Exercise passage >>
Start of Block
How Should Subjects Begin?

Since humans are subjects and not objects, they should not come into existence like objects do. They should not be manufactured, but the fruit of love between two other subjects, a love that is physically manifested through the act of sex.

With IVF there is control, forcing, and manipulating in making new life. With sex, although one can select good timing to increase the likelihood of pregnancy, there is surrender, detachment, receptivity, and mystery about whether new life comes to be—for example, what egg will be released, which sperm will find it, etc.

With IVF there is isolation. Even Michelle wrote about how much more involved her role was than Barack’s in the process: “By the time the preliminary medical work was finished, rather unfortunately, the state legislature had returned to its fall session, swallowing up my sweet, attentive husband and leaving me largely on my own to manipulate my reproductive system into peak efficiency…he was gone and I was here, carrying the responsibility…In the weeks to come, he’d go about his regular business while I went in for daily ultrasounds to monitor my eggs…He was doting and invested… but his only actual duty was to show up at the doctor’s office and provide some sperm.”

Not only can IVF isolate the spouses in the very process of life creation, but the children conceived are also isolated, beginning existence in a glass dish. With sex there is a communion of persons, always togetherness. One plus one can suddenly equal three in a way that defies math. A child’s very beginning occurs by being enveloped in the body of her mother.

With IVF, a baby’s creation is separate from an act of parental bonding. While the couple may love each other deeply, the very beginnings of a new human life do not come from a physical manifestation of that love. With IVF, science unleashes life. With sex, a baby comes about through an act of parental bonding. The very act of the couple is a physical representation of their marital love for each other, and that is what results in the beginning of new life. With sex, love unleashes life.
End of Block
Problem A >>
Decide whether each statement agrees with the passage on how subjects should begin. Answer yes or no, and quote the deciding words. (i) With sex, there is mystery about which sperm will find the egg. (ii) Children conceived through IVF begin existence in the body of their mother. (iii) With IVF, love unleashes life.
Problem B >>
Reproduce the passage on how subjects should begin word for word, from "How Should Subjects" to "find it, etc.".
Problem C >>
Carry on the passage on how subjects should begin from the point where it stops.

Data >>
Start of Block
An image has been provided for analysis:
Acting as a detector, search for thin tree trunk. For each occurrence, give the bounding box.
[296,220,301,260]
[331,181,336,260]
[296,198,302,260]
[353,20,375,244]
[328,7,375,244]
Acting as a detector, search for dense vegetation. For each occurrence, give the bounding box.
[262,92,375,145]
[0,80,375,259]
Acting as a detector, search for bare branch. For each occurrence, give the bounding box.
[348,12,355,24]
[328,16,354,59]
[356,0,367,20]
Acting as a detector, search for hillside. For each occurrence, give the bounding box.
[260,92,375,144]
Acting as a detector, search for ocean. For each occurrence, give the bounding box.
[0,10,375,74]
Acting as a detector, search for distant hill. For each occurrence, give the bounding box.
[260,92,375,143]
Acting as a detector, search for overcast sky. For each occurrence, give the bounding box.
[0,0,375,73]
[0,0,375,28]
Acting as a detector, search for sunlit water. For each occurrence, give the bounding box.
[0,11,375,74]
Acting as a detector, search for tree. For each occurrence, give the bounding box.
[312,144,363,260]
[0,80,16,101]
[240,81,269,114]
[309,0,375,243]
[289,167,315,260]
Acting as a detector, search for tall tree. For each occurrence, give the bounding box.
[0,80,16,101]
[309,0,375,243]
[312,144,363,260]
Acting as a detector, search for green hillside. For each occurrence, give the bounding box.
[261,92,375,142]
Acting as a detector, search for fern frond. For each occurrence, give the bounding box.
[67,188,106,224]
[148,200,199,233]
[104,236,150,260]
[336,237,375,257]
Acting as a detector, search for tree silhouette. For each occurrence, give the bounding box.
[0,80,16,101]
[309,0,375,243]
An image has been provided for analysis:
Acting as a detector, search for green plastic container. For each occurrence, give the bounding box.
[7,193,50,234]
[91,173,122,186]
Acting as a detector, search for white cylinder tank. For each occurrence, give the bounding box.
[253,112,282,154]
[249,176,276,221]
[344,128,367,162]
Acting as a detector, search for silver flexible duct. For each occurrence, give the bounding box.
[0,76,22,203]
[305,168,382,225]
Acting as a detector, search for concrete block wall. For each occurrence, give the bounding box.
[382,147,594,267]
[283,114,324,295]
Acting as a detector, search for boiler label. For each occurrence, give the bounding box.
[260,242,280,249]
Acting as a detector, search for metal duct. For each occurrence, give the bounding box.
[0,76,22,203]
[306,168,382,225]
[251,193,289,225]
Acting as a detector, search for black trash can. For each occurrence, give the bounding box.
End of Block
Expected answer A >>
(i) Yes: "mystery about whether new life comes to be—for example, what egg will be released, which sperm will find it"
(ii) No: "beginning existence in a glass dish"
(iii) No: "With IVF, science unleashes life."

Expected answer B >>
How Should Subjects Begin?

Since humans are subjects and not objects, they should not come into existence like objects do. They should not be manufactured, but the fruit of love between two other subjects, a love that is physically manifested through the act of sex.

With IVF there is control, forcing, and manipulating in making new life. With sex, although one can select good timing to increase the likelihood of pregnancy, there is surrender, detachment, receptivity, and mystery about whether new life comes to be—for example, what egg will be released, which sperm will find it, etc.

Expected answer C >>
So What Can Couples Struggling with Infertility Do?

In her ABC interview with Robin Roberts, Michelle said, “The biological clock is real; egg production is limited, and I realized that as I was 34 and 35; we had to do IVF.” The Obamas didn’t have to do IVF. They could have opted to look further into any number of medical organizations that help people achieve pregnancy naturally, such as these: the National Gianna Center, The FEMM Foundation, Bella, and Neo Fertility.

When we face situations of suffering, that alone does not give us license to do just anything in response.

There are stories where couples who failed at or avoided IVF had later success with achieving a pregnancy through sexual intercourse. This can occur unexpectedly or when they pursued medical interventions that corrected the ultimate cause of a couple’s infertility. Consider stories here, here, here, and here.

While there are encouraging cases where people achieved pregnancy by aiding the sexual act rather than replacing it, intellectual honesty demands this admission: that isn’t everyone’s story. Some people face infertility as a lifelong cross, and it can be a profound agony.

The simple premise of this reflection is this: When we face situations of suffering, that alone does not give us license to do just anything in response, no matter how good our desire or how good the outcome. Some people get cancer, some become paralyzed, others need organ transplants. Theirs is also a very real and agonizing suffering. And while we ought to pursue ethical means of alleviating such suffering, we cannot always eliminate it, ethically or unethically.

The person waiting for an organ transplant may not have a stranger kidnapped to obtain a needed body part; the cancer patient may not steal drugs from other sick people; the paralyzed person may not lash out in jealous anger at those who are able-bodied. Are there ethical responses to suffering like this? Certainly, and those ought to be pursued.

Similarly, there are ethical responses to infertility, but where there are unethical ones, like IVF, people ought to refrain from using them.